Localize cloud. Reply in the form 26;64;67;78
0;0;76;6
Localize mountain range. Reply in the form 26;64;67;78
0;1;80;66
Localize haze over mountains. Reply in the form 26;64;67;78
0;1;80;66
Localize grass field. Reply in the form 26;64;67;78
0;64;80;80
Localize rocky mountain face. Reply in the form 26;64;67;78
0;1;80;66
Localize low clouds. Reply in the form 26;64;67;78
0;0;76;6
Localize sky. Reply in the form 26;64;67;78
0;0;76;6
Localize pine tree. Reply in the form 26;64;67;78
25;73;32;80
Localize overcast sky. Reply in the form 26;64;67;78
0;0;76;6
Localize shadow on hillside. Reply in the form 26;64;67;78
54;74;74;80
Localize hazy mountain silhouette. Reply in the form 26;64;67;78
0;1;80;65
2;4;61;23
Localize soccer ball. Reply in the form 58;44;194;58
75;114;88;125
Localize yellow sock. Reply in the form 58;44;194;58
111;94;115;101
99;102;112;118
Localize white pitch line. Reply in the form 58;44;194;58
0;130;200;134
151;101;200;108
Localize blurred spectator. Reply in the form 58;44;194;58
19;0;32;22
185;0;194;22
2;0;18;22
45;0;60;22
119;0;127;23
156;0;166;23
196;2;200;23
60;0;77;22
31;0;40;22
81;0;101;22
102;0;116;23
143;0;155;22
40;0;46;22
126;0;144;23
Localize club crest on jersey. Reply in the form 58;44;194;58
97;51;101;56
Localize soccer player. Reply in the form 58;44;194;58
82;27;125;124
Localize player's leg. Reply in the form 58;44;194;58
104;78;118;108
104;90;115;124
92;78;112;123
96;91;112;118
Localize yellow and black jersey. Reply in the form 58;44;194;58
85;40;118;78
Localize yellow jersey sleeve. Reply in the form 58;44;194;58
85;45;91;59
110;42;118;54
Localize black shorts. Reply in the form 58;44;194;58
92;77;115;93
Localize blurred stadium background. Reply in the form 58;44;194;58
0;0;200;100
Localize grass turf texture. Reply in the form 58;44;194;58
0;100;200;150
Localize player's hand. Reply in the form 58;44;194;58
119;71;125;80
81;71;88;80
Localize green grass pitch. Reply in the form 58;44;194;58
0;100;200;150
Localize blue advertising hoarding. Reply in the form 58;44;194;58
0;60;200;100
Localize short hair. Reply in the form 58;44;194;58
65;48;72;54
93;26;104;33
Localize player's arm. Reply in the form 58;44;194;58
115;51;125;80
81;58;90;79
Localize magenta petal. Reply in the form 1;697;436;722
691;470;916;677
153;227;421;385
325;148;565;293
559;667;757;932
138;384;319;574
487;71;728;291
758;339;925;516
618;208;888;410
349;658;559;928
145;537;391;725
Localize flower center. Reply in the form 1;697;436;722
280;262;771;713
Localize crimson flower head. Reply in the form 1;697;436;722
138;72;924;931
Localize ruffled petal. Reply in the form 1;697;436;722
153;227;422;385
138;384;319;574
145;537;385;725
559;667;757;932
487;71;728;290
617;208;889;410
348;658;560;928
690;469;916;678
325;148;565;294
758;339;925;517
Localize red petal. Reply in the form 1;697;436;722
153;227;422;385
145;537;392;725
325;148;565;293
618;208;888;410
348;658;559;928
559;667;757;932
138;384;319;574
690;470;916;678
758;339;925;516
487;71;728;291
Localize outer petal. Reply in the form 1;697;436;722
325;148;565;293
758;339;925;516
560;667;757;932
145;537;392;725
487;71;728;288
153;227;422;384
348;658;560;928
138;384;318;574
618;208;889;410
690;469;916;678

================================

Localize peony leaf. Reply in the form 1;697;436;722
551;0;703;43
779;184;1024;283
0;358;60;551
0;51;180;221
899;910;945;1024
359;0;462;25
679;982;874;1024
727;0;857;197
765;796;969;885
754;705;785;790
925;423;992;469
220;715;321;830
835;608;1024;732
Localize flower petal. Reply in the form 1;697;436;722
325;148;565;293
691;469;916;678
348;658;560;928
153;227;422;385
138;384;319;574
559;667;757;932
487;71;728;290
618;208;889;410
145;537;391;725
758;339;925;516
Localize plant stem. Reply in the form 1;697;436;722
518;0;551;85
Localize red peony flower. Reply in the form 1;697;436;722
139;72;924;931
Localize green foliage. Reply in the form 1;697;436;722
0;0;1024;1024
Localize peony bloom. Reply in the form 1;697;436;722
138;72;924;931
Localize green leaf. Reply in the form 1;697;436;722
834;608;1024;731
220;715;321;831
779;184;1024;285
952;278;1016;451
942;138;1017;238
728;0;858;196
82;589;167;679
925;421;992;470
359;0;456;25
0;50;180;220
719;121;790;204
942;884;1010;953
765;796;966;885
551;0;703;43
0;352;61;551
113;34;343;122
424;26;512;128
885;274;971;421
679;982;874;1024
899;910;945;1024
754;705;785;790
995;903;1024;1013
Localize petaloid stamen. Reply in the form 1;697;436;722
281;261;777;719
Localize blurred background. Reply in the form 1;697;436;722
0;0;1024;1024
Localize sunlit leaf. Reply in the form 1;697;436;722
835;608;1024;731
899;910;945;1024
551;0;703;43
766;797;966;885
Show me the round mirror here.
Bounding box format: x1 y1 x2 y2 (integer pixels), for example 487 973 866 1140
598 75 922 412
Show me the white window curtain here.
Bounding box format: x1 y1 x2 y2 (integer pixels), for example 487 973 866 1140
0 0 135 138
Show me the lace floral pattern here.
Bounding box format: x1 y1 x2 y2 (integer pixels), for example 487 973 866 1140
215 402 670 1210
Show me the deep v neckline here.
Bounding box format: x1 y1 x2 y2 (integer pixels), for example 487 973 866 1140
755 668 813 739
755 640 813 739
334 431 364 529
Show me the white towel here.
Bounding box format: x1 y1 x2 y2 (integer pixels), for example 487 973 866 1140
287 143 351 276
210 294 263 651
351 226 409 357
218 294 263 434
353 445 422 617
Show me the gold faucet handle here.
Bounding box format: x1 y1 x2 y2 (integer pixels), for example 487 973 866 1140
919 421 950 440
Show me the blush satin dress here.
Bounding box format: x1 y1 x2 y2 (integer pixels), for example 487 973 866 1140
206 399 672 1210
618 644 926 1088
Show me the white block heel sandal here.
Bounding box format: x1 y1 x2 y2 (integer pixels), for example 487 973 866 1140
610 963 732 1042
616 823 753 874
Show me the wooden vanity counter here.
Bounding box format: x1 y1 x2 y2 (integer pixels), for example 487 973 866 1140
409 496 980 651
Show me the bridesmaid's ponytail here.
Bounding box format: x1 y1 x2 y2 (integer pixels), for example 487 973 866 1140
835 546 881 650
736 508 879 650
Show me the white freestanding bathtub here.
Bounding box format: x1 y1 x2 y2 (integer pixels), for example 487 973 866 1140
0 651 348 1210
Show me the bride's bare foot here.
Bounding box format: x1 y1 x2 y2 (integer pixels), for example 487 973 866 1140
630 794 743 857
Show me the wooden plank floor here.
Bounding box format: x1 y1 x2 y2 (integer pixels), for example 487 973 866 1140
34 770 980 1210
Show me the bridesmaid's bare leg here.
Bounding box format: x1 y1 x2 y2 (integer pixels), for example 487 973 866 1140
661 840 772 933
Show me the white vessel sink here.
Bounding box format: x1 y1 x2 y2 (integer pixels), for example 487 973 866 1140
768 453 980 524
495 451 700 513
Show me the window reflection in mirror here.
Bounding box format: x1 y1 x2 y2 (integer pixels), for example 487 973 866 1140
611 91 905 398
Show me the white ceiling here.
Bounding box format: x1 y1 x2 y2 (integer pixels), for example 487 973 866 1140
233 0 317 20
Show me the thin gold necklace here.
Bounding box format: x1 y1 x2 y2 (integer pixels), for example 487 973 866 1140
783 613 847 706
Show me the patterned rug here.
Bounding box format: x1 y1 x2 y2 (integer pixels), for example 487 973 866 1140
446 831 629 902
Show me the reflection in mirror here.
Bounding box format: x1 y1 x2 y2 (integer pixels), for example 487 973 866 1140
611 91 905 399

================================

TASK
Put the entries from the line with "Localize cloud. Reply in the form 26;64;67;78" up to and including the line with "96;91;112;118" into a numbered list, leaving out any blank lines.

CORRECT OUTPUT
1. Localize cloud. Reply in the form 26;64;67;78
2. 0;0;76;6
3. Localize mountain range. Reply in the form 26;64;67;78
4. 0;1;80;66
5. Localize haze over mountains. Reply in the form 26;64;67;78
6. 0;1;80;66
7. Localize grass field. Reply in the form 26;64;67;78
8. 0;64;80;80
9. Localize rocky mountain face. Reply in the form 26;64;67;78
10. 0;1;80;66
11. Localize low clouds. Reply in the form 26;64;67;78
12. 0;0;76;6
13. Localize sky. Reply in the form 26;64;67;78
14. 0;0;76;6
15. Localize pine tree. Reply in the form 26;64;67;78
16. 25;73;32;80
17. Localize overcast sky. Reply in the form 26;64;67;78
18. 0;0;76;6
19. Localize shadow on hillside. Reply in the form 26;64;67;78
20. 54;74;74;80
21. Localize hazy mountain silhouette. Reply in the form 26;64;67;78
22. 0;1;80;65
23. 2;4;61;23
24. Localize soccer ball. Reply in the form 58;44;194;58
25. 75;114;88;125
26. Localize yellow sock. Reply in the form 58;44;194;58
27. 111;94;115;101
28. 99;102;112;118
29. Localize white pitch line. Reply in the form 58;44;194;58
30. 0;130;200;134
31. 151;101;200;108
32. Localize blurred spectator. Reply in the form 58;44;194;58
33. 19;0;32;22
34. 185;0;194;22
35. 2;0;18;22
36. 45;0;60;22
37. 119;0;127;23
38. 156;0;166;23
39. 196;2;200;23
40. 60;0;77;22
41. 31;0;40;22
42. 81;0;101;22
43. 102;0;116;23
44. 143;0;155;22
45. 40;0;46;22
46. 126;0;144;23
47. Localize club crest on jersey. Reply in the form 58;44;194;58
48. 97;51;101;56
49. Localize soccer player. Reply in the form 58;44;194;58
50. 82;27;125;124
51. Localize player's leg. Reply in the form 58;44;194;58
52. 104;78;118;108
53. 104;90;115;124
54. 92;78;112;123
55. 96;91;112;118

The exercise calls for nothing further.